Einträge aus einem Datensatz
+ + + + + + +

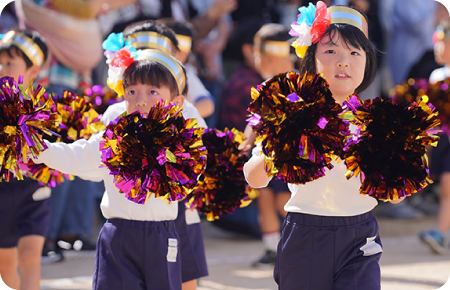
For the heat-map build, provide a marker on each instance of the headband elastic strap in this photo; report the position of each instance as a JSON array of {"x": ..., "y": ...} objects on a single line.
[
  {"x": 151, "y": 39},
  {"x": 347, "y": 15},
  {"x": 167, "y": 61},
  {"x": 184, "y": 42},
  {"x": 26, "y": 45},
  {"x": 278, "y": 48}
]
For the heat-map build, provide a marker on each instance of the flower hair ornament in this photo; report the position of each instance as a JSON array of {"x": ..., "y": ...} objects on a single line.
[
  {"x": 120, "y": 60},
  {"x": 25, "y": 44},
  {"x": 313, "y": 21}
]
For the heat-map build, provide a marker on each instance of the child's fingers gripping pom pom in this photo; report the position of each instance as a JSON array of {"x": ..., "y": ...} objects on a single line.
[
  {"x": 222, "y": 188},
  {"x": 101, "y": 97},
  {"x": 388, "y": 150},
  {"x": 297, "y": 120},
  {"x": 162, "y": 154},
  {"x": 44, "y": 174},
  {"x": 78, "y": 120},
  {"x": 24, "y": 118}
]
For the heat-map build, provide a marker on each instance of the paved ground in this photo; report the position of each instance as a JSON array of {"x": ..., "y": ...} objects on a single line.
[{"x": 406, "y": 264}]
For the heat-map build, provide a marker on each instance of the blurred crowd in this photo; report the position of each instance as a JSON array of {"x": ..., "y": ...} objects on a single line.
[{"x": 224, "y": 59}]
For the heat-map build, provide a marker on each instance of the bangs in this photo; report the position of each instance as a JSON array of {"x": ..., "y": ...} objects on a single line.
[
  {"x": 352, "y": 37},
  {"x": 149, "y": 72},
  {"x": 349, "y": 35}
]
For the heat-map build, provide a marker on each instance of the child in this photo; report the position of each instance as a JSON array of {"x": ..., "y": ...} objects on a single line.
[
  {"x": 198, "y": 95},
  {"x": 330, "y": 237},
  {"x": 24, "y": 204},
  {"x": 138, "y": 245},
  {"x": 440, "y": 156},
  {"x": 273, "y": 54},
  {"x": 158, "y": 36}
]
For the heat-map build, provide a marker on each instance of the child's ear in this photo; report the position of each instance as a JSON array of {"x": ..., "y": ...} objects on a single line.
[{"x": 179, "y": 100}]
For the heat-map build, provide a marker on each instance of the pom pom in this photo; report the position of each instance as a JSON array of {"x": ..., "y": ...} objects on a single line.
[
  {"x": 296, "y": 119},
  {"x": 101, "y": 97},
  {"x": 222, "y": 188},
  {"x": 438, "y": 94},
  {"x": 78, "y": 120},
  {"x": 162, "y": 154},
  {"x": 22, "y": 124},
  {"x": 388, "y": 149}
]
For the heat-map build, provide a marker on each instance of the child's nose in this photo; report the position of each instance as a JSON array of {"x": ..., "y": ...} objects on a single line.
[
  {"x": 141, "y": 101},
  {"x": 343, "y": 62}
]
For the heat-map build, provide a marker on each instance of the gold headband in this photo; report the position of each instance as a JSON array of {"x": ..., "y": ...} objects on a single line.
[
  {"x": 347, "y": 15},
  {"x": 277, "y": 48},
  {"x": 151, "y": 39},
  {"x": 184, "y": 42},
  {"x": 26, "y": 45},
  {"x": 167, "y": 61}
]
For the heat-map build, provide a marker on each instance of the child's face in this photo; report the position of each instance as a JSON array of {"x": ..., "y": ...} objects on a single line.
[
  {"x": 442, "y": 52},
  {"x": 15, "y": 66},
  {"x": 342, "y": 66},
  {"x": 141, "y": 97}
]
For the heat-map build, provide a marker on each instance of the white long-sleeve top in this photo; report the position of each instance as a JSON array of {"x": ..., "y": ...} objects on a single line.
[
  {"x": 330, "y": 195},
  {"x": 82, "y": 158}
]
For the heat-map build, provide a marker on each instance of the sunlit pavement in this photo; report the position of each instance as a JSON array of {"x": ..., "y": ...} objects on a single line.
[{"x": 406, "y": 264}]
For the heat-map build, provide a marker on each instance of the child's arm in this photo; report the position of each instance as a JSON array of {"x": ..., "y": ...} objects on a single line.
[
  {"x": 254, "y": 170},
  {"x": 81, "y": 158}
]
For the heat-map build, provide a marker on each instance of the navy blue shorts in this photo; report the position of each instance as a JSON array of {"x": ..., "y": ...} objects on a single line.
[
  {"x": 193, "y": 259},
  {"x": 278, "y": 185},
  {"x": 137, "y": 255},
  {"x": 329, "y": 253},
  {"x": 440, "y": 157},
  {"x": 24, "y": 211}
]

+ + + + + + +

### AUFGABE
Forme den Abschnitt von der Zeile mit "of the sunlit" bis zum Ende der Einträge in eine nummerierte Liste um, beide Enden eingeschlossen. Leerzeilen fallen dabei weg.

### ERGEBNIS
1. For the heat-map build, provide a marker on each instance of the sunlit pavement in this photo; report the position of each instance as a JSON array of {"x": ..., "y": ...} objects on a single line.
2. [{"x": 406, "y": 264}]
3. For the heat-map build, provide a marker on each instance of the child's arm in this photo; report the position of each instance as a JSON array of {"x": ..., "y": ...} objects on a single line.
4. [
5.   {"x": 254, "y": 170},
6.   {"x": 81, "y": 158}
7. ]
8. For the heat-map build, provide a marker on each instance of the navy blue shorts in this photo; report the position of each instance as a JSON array of {"x": ..., "y": ...} objects on a single line.
9. [
10.   {"x": 193, "y": 259},
11.   {"x": 278, "y": 185},
12.   {"x": 137, "y": 255},
13.   {"x": 329, "y": 253},
14.   {"x": 440, "y": 157},
15.   {"x": 24, "y": 211}
16. ]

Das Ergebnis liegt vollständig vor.